• [Problem statement] Which lines in the data below contain the word "dirt"? Pull each of them out.

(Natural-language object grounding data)
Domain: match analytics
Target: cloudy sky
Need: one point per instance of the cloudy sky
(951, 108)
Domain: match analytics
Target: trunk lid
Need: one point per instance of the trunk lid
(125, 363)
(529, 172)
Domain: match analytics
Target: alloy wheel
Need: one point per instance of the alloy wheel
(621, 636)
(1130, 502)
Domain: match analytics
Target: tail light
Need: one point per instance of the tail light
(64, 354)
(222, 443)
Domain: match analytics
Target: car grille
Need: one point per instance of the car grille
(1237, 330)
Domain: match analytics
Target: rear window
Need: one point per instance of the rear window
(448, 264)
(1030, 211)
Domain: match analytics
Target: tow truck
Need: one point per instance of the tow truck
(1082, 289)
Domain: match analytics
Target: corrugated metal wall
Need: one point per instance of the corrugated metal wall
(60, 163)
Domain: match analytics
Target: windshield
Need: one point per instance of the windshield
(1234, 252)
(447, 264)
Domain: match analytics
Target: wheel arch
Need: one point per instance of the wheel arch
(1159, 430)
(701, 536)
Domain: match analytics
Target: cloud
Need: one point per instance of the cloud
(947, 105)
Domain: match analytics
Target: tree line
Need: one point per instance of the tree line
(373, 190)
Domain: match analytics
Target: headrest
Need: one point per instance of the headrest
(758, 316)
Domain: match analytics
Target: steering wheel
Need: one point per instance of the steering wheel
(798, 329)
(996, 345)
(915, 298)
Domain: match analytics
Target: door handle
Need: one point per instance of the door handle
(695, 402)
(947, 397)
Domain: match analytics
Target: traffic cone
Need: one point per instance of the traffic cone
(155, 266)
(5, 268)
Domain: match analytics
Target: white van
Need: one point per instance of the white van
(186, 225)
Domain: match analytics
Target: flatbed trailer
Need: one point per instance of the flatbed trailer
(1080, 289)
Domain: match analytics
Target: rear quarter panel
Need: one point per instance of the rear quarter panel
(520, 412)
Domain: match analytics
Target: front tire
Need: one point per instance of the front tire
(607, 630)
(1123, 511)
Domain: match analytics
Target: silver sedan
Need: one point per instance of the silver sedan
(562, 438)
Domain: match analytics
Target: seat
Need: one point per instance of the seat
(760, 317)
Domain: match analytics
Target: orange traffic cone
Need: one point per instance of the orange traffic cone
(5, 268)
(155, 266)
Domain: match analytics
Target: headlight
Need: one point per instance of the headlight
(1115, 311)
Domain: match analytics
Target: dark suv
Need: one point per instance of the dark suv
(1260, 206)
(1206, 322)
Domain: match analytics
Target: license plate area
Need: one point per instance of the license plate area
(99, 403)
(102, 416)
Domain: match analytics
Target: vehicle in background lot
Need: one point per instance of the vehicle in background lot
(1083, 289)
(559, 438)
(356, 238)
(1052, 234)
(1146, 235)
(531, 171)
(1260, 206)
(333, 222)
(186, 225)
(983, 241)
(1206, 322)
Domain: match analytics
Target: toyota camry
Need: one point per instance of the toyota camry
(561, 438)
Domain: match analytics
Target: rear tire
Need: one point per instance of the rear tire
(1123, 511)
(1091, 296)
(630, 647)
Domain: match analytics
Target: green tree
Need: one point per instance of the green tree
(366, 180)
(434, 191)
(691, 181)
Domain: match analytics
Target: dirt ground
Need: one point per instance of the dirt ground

• [Task solution]
Target: dirt ground
Need: one point per instance of the dirt ground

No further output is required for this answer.